>> BEGIN Data supplied

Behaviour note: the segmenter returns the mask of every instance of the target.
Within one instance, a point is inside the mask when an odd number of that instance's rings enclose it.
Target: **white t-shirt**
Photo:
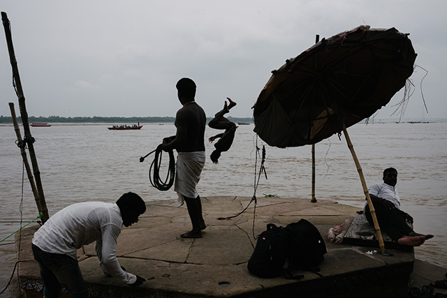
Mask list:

>> END Data supplied

What you should do: Please copy out the material with "rings" swapped for "loops" and nothing else altered, omitting the pictures.

Correct answer:
Behaviour note: the segmenter returns the mask of every instance of the target.
Within one instance, a point is inside the mask when an odd number of that instance's loops enclose it.
Target: **white t-shirt**
Photo:
Mask list:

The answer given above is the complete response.